EXCERPT TO READ:
━━━━━━━━━━
Dreamgirls is an enjoyable if cheesy spectacle. The problems that weighed it down on Broadway – a mostly mediocre-or-worse score and a clumsily constructed and written roman-a-clef story based on a worthy subject (the history of black pop music in the 1960s and 1970s) – remain in the film version.
Writer-director Bill Condon, to his credit, doesn’t condescend to the material and instead meets it head on. But while there is much visual energy and storytelling verve, especially in the first half, there is little if any discernible irony. One might hope that the brainy filmmaker who gave us Gods and Monsters and Kinsey, and who wrote the movie adaptation for the more sardonic Chicago, would approach this material the way Douglas Sirk handled soap operas in the 1950s (Imitation of Life, Written on the Wind). With a stylized use of actors as well as brilliant, double-edged visuals, Sirk allowed audiences who came for soap to wallow in it, but those who were attuned to what the director was doing could relish the irony, subtle social criticism, and even parody. Instead, Condon seems really to be a fan of the original show, and he successfully translates his own enthusiasm into explosive montages of sound and image that get the audience as buzzed as any I’ve seen in a movie theater in some time.
━━━━━━━━━━
TASK OBJECTIVE:
In the Dreamgirls review, which director's handling of 1950s soap operas is held up as a hoped-for model for Bill Condon?

(Point localization data)
━━━━━━━━━━
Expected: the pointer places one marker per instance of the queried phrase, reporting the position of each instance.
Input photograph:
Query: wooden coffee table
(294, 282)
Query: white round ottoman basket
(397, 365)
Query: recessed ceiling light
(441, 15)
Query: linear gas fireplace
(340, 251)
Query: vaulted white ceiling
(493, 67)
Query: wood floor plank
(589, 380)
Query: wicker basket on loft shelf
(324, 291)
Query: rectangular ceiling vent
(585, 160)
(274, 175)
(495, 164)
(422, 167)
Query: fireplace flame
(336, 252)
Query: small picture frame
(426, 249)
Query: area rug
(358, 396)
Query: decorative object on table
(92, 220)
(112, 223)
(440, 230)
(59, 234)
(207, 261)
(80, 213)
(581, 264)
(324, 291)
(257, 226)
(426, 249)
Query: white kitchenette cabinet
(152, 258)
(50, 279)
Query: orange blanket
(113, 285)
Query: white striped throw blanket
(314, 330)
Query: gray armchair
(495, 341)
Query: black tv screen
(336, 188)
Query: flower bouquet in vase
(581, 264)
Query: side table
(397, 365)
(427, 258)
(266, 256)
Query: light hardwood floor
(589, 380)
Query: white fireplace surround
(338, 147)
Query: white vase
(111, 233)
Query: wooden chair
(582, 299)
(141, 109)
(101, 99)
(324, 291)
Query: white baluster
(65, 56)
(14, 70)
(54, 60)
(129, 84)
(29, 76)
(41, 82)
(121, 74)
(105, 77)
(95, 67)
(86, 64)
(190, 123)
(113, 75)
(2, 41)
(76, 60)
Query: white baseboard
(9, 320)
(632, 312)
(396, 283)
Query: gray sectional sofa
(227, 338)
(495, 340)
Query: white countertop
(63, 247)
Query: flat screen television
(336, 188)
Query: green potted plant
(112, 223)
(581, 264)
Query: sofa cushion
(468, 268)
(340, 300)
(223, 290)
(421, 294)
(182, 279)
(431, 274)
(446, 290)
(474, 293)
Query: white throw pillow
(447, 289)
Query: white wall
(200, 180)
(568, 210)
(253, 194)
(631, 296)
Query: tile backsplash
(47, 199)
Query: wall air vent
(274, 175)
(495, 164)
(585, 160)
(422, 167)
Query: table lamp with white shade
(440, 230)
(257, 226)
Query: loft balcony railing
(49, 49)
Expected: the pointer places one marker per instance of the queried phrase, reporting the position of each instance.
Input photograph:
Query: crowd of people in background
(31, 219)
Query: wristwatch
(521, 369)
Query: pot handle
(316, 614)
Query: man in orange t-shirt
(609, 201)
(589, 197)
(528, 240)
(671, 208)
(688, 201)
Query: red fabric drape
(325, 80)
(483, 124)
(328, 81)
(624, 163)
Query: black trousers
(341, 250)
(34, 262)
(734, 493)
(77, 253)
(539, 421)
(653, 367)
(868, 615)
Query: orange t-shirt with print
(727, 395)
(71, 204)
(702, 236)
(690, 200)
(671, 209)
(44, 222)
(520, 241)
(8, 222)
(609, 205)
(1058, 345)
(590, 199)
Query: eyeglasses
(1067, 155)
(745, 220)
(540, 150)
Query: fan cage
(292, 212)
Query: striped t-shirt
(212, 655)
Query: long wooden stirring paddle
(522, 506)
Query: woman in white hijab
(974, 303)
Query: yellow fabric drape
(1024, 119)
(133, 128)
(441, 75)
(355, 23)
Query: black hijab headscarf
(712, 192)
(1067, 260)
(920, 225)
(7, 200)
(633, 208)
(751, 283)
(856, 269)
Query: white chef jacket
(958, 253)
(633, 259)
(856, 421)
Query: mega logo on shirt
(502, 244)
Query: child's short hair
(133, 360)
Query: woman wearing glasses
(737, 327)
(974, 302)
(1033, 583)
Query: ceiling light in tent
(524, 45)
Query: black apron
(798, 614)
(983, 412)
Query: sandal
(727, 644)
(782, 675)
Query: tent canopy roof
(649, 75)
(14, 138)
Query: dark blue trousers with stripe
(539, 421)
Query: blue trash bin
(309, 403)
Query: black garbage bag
━━━━━━━━━━
EXPECTED OUTPUT:
Douglas Sirk